Reproduce verbatim every line from the one that includes "the green lawn" to the closing line of the entries; omit everything before it.
[START OF EXERCISE INPUT]
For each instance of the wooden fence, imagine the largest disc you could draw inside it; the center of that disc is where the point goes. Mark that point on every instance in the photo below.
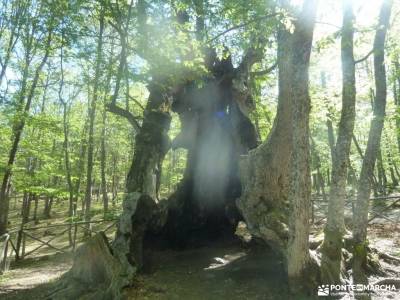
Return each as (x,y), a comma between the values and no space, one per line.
(19,246)
(375,211)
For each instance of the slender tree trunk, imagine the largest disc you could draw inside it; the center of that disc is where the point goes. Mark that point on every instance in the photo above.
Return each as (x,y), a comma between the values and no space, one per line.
(301,272)
(331,264)
(17,133)
(92,115)
(381,172)
(364,188)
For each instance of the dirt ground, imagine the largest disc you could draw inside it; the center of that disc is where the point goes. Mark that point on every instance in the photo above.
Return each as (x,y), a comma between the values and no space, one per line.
(216,270)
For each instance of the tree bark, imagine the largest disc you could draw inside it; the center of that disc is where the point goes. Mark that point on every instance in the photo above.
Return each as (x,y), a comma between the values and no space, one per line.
(17,133)
(264,172)
(92,115)
(364,188)
(302,270)
(331,263)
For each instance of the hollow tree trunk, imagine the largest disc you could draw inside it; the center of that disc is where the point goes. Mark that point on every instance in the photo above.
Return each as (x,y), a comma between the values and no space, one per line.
(140,204)
(371,152)
(264,172)
(331,263)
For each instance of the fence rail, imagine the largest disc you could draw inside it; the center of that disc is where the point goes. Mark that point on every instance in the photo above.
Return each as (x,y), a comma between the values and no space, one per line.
(375,212)
(21,235)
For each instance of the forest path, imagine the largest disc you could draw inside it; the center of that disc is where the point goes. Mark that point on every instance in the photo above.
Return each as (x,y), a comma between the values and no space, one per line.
(216,271)
(219,270)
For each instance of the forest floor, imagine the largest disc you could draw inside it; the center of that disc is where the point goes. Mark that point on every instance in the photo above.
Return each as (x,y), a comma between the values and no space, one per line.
(216,270)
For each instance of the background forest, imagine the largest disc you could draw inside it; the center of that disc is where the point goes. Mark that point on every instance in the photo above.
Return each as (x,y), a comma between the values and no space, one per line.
(77,77)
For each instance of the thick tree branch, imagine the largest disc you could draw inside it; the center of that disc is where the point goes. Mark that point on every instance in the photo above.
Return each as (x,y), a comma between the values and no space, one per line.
(112,107)
(365,57)
(242,25)
(266,71)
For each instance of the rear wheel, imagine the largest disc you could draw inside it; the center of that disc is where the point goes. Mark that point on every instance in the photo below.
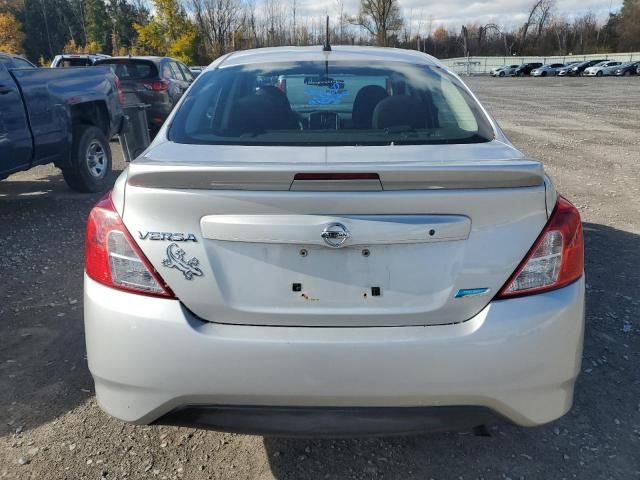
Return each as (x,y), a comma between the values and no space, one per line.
(90,160)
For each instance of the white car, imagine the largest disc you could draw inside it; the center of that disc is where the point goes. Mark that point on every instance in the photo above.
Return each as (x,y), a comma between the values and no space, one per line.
(333,242)
(504,71)
(551,70)
(599,70)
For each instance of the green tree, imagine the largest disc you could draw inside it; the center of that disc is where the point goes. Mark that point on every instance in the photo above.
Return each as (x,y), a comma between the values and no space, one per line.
(11,34)
(96,22)
(169,32)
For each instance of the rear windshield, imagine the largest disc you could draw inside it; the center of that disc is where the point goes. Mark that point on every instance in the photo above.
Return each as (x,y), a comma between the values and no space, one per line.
(74,62)
(329,103)
(129,69)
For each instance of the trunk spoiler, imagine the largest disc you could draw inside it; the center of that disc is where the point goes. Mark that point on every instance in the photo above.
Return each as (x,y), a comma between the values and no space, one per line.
(342,177)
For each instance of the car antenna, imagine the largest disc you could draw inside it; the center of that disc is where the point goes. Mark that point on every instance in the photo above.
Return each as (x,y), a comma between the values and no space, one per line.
(327,44)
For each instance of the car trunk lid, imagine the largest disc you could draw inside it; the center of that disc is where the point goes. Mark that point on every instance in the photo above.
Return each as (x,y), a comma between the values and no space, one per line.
(428,239)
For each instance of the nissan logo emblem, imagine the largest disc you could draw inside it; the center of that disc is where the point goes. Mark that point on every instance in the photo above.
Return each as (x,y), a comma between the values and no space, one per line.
(335,235)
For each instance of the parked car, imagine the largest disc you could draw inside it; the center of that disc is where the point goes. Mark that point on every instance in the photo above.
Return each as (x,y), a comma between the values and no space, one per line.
(196,70)
(155,81)
(598,70)
(579,68)
(525,69)
(566,70)
(504,70)
(12,61)
(550,69)
(299,256)
(62,116)
(627,69)
(76,60)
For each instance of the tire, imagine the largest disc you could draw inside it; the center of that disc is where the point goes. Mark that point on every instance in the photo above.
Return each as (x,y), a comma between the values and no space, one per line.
(90,160)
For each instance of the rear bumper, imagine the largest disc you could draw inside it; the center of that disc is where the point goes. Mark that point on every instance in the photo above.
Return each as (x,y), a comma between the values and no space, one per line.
(518,358)
(330,421)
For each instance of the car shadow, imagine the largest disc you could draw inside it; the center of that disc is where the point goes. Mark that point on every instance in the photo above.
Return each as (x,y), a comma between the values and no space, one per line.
(606,396)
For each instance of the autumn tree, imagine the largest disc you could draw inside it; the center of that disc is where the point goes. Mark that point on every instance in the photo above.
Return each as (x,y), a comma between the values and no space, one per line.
(380,18)
(96,23)
(11,35)
(169,32)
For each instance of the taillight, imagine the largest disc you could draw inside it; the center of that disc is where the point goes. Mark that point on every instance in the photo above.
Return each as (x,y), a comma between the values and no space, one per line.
(556,258)
(157,86)
(113,258)
(120,91)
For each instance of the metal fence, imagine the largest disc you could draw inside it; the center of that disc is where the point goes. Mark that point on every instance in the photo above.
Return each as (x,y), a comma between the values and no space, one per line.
(483,65)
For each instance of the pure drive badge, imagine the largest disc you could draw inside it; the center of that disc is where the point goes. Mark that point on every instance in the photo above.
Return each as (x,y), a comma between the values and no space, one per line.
(168,236)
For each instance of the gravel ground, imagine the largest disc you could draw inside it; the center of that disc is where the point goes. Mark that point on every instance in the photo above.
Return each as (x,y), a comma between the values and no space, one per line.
(587,131)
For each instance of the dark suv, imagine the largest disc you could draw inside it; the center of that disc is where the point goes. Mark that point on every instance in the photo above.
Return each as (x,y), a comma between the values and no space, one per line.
(525,69)
(156,81)
(10,60)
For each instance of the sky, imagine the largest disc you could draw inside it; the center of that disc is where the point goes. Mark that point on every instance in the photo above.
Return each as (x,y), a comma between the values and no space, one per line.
(452,14)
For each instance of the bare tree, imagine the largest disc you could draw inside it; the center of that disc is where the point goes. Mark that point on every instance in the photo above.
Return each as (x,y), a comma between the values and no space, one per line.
(380,18)
(217,20)
(539,15)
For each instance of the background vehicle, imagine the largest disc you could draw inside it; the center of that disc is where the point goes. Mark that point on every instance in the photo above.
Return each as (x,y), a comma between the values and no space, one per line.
(551,69)
(627,69)
(350,225)
(566,70)
(598,69)
(11,61)
(504,70)
(76,60)
(156,81)
(64,116)
(579,68)
(525,69)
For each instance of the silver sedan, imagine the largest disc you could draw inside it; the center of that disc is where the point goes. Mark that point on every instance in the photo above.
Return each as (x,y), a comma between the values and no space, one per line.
(551,70)
(333,242)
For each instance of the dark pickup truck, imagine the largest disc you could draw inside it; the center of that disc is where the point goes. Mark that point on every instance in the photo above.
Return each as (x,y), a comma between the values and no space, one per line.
(65,116)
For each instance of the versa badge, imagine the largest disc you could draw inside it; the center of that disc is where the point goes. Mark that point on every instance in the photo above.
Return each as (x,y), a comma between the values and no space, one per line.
(175,259)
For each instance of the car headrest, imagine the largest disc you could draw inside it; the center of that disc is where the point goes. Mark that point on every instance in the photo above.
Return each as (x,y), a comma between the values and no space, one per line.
(400,111)
(365,102)
(254,113)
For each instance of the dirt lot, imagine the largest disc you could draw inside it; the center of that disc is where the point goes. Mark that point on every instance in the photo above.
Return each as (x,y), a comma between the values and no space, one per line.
(587,131)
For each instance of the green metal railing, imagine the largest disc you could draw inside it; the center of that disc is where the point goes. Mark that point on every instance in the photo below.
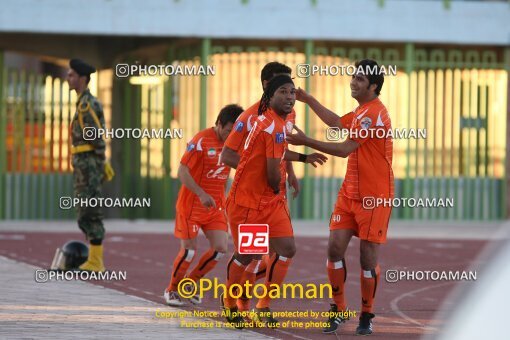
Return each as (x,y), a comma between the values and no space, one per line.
(459,95)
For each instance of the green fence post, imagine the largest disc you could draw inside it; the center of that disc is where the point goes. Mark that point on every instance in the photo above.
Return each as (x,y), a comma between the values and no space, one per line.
(205,49)
(307,181)
(409,67)
(505,199)
(3,135)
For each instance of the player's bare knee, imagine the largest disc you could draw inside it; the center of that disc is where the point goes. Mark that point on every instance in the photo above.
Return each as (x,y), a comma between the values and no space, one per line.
(335,253)
(189,244)
(368,255)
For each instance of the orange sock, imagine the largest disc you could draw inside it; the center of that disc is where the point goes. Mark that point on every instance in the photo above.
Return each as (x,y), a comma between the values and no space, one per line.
(337,273)
(207,262)
(180,267)
(249,276)
(369,281)
(235,271)
(276,272)
(261,273)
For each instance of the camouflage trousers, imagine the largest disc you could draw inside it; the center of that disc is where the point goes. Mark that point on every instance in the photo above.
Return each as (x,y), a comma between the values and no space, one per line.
(87,179)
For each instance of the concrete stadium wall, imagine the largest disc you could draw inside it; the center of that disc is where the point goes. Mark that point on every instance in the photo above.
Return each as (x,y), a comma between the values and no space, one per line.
(472,22)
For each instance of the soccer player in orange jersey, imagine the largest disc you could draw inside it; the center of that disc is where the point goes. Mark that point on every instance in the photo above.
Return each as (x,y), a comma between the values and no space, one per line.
(258,194)
(369,177)
(232,152)
(201,202)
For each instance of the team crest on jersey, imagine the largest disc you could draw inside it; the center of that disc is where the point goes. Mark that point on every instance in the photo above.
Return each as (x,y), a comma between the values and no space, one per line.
(289,127)
(365,123)
(211,152)
(239,126)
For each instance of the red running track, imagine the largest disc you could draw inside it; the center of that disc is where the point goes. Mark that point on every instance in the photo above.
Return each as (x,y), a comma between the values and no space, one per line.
(404,310)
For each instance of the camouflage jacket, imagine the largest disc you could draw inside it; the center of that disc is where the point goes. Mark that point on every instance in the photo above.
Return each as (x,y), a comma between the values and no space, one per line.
(89,113)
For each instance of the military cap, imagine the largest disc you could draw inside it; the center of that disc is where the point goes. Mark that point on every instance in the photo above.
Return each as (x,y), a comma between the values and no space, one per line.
(81,67)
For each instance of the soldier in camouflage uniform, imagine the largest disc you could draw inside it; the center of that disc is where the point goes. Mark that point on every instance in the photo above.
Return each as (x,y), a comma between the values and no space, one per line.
(88,161)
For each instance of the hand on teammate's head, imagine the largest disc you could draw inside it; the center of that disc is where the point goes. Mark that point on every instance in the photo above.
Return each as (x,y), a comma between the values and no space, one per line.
(301,95)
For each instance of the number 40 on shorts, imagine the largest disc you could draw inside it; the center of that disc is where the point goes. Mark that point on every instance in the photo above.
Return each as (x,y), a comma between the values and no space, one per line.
(253,239)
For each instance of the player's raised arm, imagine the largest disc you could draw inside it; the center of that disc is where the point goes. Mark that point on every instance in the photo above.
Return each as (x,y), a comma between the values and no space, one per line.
(229,157)
(188,181)
(342,149)
(326,115)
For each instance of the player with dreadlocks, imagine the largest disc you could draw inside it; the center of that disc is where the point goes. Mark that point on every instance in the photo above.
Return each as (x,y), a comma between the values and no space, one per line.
(231,153)
(257,197)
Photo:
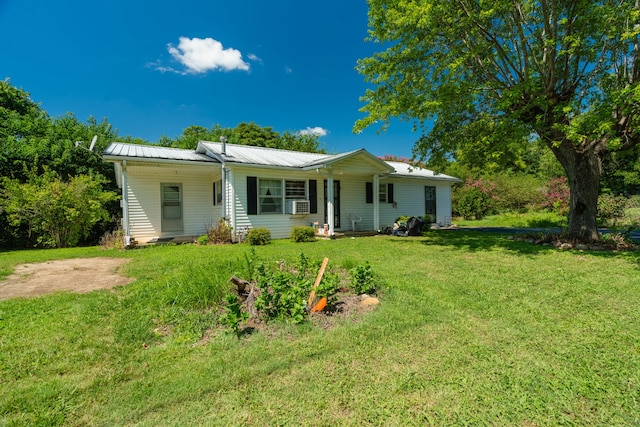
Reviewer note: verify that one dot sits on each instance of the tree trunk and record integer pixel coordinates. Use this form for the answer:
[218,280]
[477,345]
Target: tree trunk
[583,170]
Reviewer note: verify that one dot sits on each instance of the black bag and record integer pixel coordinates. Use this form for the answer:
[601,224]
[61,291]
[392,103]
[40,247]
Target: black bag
[414,226]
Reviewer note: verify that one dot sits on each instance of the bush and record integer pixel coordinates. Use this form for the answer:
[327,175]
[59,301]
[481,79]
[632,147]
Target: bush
[259,236]
[517,193]
[362,279]
[611,208]
[474,200]
[557,196]
[113,239]
[219,233]
[303,234]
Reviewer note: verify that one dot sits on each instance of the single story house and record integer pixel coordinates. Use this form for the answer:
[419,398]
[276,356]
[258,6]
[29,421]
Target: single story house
[171,193]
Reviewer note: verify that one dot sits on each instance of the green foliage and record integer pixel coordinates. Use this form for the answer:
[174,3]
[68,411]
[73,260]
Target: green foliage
[112,239]
[259,236]
[479,81]
[362,281]
[475,199]
[611,208]
[284,293]
[557,196]
[219,234]
[234,315]
[245,134]
[58,213]
[303,234]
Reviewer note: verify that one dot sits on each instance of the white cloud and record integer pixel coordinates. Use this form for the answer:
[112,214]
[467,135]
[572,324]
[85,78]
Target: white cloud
[255,58]
[314,131]
[202,55]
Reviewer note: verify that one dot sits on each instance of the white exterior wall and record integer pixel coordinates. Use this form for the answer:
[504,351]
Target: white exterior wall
[410,200]
[198,212]
[280,225]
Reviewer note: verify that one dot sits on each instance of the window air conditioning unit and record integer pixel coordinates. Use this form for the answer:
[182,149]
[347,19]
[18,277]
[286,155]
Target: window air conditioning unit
[298,207]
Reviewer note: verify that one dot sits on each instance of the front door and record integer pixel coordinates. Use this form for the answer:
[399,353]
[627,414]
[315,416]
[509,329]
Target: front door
[430,202]
[171,208]
[336,203]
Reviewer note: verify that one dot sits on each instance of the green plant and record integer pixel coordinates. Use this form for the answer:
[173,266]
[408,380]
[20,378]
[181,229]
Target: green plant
[259,236]
[234,315]
[220,233]
[362,279]
[611,208]
[58,212]
[112,239]
[303,234]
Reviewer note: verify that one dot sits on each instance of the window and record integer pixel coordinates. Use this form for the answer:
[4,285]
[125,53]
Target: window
[295,190]
[171,207]
[382,193]
[217,193]
[270,195]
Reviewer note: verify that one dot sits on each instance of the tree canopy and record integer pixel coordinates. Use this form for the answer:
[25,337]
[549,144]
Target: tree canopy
[490,77]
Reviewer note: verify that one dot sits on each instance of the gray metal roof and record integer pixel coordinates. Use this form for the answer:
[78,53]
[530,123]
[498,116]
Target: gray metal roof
[406,170]
[148,152]
[246,154]
[262,156]
[211,152]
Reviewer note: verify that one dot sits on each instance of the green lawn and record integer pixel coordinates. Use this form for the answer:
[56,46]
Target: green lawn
[473,329]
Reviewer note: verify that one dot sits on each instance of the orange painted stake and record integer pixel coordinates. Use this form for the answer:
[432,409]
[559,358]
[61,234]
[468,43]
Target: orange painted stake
[312,296]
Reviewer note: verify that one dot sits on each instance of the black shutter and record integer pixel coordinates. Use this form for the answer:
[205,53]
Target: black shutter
[313,196]
[252,195]
[369,192]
[END OF EXERCISE INPUT]
ANSWER TO THIS EXERCISE:
Reviewer note: verify that one dot sits on each instance of the green lawn and record integer pixel coordinates. Use this form for the answer:
[56,46]
Target: green lawn
[473,329]
Reviewer note: verify that one dot sits on each instance of the orange painted stake and record integer pixel coordinates. Use this form for the answer:
[432,409]
[559,358]
[61,234]
[468,43]
Target: orange painted stake
[312,296]
Reviewer note: verify that one dot sits on each instance of the black shutter and record integer pixel coordinates. Use this form for the answer:
[205,53]
Target: black shutter
[313,196]
[252,195]
[369,192]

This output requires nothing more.